[Start of Article]
Re: Error adding replica after a delete replica

2017-10-06 Thread Erick Erickson
for future reference, a less harsh way to fix it would be to
> stop the Solr instance where the replica resides
> rm -rf SOLR_HOME/collection1_replia1_shard1

where "collection1_replica1_shard1" is the directory of the replica in
question, you should see a "core.properties" file in that directory...

That said, this shouldn't be necessary, just in case.

Best,
Erick

On Fri, Oct 6, 2017 at 10:34 AM, Webster Homer  wrote:
> The replica was deleted using the deleteReplica collections API call. The
> call timed out, but eventually completed. However something still held a
> write lock, and it was still held a day later, but the replica was removed
> as far as we could tell in the solr admin console.
>
> Since it was a development collection, we "fixed" the problem by deleting
> the collection and re-creating it
>
>
>
> On Fri, Oct 6, 2017 at 2:44 AM, Emir Arnautović <
> emir.arnauto...@sematext.com> wrote:
>
>> Hi,
>> How did you delete replica? Did you see any errors in logs after deleting?
[End of Article]
[Start of Information provided]
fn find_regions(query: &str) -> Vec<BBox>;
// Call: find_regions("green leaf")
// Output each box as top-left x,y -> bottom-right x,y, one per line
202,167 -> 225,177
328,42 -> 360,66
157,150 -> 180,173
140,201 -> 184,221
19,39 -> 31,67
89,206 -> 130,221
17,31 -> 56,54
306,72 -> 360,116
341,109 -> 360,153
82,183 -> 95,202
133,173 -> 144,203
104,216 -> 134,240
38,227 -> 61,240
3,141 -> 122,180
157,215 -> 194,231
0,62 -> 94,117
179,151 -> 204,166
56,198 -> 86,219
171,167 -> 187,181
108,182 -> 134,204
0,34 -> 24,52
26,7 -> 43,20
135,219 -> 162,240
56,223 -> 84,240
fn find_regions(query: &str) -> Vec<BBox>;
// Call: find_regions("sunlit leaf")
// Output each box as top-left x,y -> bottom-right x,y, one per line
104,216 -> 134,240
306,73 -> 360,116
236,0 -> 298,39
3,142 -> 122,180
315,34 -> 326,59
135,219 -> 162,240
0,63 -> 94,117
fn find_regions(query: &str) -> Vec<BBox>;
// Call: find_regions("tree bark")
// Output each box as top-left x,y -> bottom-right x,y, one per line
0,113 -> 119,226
[End of Information provided]
## Requirements
In the forum thread, why was deleting and re-creating the collection an acceptable fix?

## Exercise output
It was a development collection. So after the deleted replica left a write lock behind for over a day, removing and rebuilding the whole collection was an acceptable fix.